Last Month in Nakadi: June 2018

This is the fifth installment in the series of blog posts, “Last Month in Nakadi”, where I try to give some more details on new features and bug fixes that were released over the previous month.

[Changed] Reduced logging

Pull Request

Nakadi logs a lot of stuff. It’s very useful, but also comes with a cost. Recently, we were looking at our logs, and noticed that our SLO logging amounts for a large percentage of our logs. So we combined it with our access log, which significantly reduced the number of lines logged.

[Changed] Stricter JSON parser

Pull Request 1

Pull Request 2

While working on an internal service that consumes data from Nakadi, we noticed that the JSON parser in Nakadi is a bit too lax, and allows event producers to publish incorrect JSON. The issue is that our new service’s parser couldn’t parse that. In this change, we implemented a new parser, which is both more strict and more efficient. So, Nakadi performs a little bit better, and consumers have stronger guarantees regarding the events they consume.

In order to avoid breaking existing producers, we released this feature in two parts: first, we would log events that would be accepted by the old parser but not by the new one. We ran this version for a few days and got in touch with affected producers. Once we were satisfied that all producers would not be affected, we release the second pull request, which only uses the new, stricter parser.

[New] Feature flag to allow the deletion of event types with subscriptions

Pull Request

So far, deleting an event type has only been possible if there were no subscriptions for this event type. The reason behind this is to make sure that no consumers are taken by surprise when an event type is deleted. In our staging deployment, we found that it can sometimes cause issues and delays, especially when consuming applications are configured to automatically re-create subscriptions when they are deleted.

> Rows:
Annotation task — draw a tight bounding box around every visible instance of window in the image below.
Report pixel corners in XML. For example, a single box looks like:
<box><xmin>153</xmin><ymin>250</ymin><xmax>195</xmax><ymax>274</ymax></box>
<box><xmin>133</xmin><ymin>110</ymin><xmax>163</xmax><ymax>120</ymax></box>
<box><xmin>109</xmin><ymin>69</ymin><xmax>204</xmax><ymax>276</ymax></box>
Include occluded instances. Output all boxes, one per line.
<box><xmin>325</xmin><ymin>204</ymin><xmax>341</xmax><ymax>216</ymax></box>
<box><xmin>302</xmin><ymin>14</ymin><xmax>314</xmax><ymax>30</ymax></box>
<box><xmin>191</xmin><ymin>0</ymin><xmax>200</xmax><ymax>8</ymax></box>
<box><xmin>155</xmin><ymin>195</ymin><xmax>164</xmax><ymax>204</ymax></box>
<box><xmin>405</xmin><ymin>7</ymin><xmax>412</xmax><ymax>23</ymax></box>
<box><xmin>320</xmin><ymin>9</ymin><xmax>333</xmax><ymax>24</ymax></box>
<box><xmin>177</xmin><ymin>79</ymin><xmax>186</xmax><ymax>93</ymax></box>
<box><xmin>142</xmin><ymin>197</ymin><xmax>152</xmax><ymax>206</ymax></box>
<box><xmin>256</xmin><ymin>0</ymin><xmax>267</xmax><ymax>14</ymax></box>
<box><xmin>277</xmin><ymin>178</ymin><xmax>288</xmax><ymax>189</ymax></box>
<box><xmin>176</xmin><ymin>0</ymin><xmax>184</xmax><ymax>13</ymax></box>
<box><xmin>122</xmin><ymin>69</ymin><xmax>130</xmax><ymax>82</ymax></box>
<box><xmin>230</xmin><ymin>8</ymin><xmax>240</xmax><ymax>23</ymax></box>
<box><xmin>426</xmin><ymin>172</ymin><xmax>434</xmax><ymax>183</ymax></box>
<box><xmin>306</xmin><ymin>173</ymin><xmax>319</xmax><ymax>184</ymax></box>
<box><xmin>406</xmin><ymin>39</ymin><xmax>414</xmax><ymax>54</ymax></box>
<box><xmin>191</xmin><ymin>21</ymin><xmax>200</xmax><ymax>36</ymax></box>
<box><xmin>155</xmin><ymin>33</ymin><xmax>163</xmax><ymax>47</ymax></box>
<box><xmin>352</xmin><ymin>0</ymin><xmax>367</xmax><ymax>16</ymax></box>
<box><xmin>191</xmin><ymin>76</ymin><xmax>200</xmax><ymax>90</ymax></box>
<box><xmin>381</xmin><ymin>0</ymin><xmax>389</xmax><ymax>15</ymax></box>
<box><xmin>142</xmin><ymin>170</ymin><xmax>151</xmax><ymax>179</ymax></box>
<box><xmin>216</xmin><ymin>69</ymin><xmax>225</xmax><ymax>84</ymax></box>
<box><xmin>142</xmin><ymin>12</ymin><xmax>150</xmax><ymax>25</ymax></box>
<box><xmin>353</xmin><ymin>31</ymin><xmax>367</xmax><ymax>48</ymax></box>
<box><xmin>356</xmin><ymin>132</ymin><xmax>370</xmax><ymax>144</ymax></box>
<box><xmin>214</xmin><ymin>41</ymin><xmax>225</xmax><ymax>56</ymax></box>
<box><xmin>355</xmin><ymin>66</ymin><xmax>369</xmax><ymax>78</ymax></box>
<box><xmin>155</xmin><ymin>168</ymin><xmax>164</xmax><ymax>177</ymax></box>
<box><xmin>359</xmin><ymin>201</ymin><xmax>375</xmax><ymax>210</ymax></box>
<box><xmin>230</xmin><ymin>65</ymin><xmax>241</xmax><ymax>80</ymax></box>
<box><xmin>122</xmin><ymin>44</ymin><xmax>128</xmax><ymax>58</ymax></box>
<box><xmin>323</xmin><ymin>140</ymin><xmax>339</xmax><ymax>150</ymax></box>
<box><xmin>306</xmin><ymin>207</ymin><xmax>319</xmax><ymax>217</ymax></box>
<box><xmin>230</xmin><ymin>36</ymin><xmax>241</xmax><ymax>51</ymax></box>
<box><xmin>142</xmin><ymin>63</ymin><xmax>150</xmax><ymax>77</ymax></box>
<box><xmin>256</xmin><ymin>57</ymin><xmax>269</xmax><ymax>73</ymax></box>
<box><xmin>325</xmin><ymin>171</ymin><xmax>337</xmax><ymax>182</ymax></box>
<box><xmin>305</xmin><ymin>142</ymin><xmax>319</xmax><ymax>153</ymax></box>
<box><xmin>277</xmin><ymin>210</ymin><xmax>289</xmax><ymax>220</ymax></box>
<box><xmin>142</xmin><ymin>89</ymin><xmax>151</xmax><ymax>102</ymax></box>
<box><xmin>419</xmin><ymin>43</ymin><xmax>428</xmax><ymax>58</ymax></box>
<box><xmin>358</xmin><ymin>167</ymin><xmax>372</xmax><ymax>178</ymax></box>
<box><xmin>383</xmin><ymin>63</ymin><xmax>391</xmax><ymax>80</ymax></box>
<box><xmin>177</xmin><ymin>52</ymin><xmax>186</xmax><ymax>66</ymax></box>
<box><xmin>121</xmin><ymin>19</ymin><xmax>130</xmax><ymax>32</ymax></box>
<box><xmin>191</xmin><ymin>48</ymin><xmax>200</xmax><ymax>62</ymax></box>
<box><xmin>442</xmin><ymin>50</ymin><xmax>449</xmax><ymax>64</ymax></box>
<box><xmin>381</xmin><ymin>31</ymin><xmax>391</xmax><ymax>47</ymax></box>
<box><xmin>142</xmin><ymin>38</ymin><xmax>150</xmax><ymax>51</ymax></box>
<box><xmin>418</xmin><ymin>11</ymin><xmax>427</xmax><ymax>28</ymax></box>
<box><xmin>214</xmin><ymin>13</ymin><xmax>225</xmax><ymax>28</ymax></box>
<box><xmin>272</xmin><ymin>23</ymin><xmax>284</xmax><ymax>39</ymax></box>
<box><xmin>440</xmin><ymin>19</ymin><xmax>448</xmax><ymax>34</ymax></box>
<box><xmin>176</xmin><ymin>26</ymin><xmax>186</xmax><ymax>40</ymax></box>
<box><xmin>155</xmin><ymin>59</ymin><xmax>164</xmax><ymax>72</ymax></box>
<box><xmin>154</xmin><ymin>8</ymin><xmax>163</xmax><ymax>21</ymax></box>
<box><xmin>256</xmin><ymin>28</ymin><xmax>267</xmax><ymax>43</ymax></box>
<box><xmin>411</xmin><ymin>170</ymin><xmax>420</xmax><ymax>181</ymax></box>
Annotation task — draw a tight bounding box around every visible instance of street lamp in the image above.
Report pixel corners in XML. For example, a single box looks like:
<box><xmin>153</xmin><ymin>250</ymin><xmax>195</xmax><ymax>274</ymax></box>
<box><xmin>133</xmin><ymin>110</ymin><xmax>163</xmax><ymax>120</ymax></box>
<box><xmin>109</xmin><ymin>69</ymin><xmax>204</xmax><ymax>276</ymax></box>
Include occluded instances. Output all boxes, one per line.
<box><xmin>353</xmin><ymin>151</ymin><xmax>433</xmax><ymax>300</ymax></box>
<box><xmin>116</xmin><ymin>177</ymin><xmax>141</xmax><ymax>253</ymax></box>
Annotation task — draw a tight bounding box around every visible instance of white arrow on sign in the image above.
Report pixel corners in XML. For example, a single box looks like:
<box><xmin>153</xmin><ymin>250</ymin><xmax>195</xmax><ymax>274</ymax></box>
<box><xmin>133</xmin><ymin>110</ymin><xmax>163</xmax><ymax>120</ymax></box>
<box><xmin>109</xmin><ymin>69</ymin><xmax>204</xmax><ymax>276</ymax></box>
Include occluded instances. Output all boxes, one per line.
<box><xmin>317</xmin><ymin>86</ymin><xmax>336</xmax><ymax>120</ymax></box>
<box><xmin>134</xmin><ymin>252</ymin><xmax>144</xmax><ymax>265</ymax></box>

> Actions to take:
• a. Answer these questions using the Nakadi June 2018 post:
(i) What was the SLO logging combined with?
(ii) In the first part of the stricter parser release, which events were logged?
(iii) Up to now, when has deleting an event type been possible?
• b. Carry on writing the Nakadi June 2018 post from the point where it stops.

> Results:
• a.
(i) The access log.
(ii) Events that the old parser would accept but the new one would not.
(iii) Only when there were no subscriptions for that event type.

• b.
Now, there is a new feature flag, XXX, that allows users to delete event types that have subscriptions attached to them. Note that this will also delete the subscriptions, so we do not recommend turning this feature on for production systems – accidents happen!

[Removed] No more feature flag for subscriptions API

Pull Request

A few months ago, we announced that the low-level consumption API was now considered deprecated, and that clients should not use it anymore. We have not yet set a deadline for its removal from the code, but it will come eventually. To consume events from Nakadi, clients should now use the subscription API, also known as HiLA (High-Level API). This API could be turned on and off with a feature toggle, but since it is now the only supported one, the toggle doesn’t make much sense anymore. So we removed it, in order to make the code a little easier to read and maintain.

[New] New attributes

Pull Request 1

Pull Request 2

These two pull requests add optional attributes to an event type, for consistency with Zalando’s REST API guidelines.

The first one is ordering_key_fields, which can be used when the order of events across multiple partitions is important. Nakadi only guarantees ordering within partitions, so this can be used by consumers to re-order events once they have been consumed.

The second one is audience, which determines the target of an event type. The target is a class of consumers, such as component_internal, external_partner, or others.

Both attributes are optional, and Nakadi does not perform any kind of enforcement as a result of these being set – they are purely informational.

[Fix] Latest_available_offsets

Pull Request

There was a bug in the subscription stats endpoint. In some rare cases, it could look like there were unconsumed events in a subscription, but that was not actually the case. No events would be lost, but monitoring systems would report unconsumed events – which couldn’t be consumed, since they didn’t actually exist.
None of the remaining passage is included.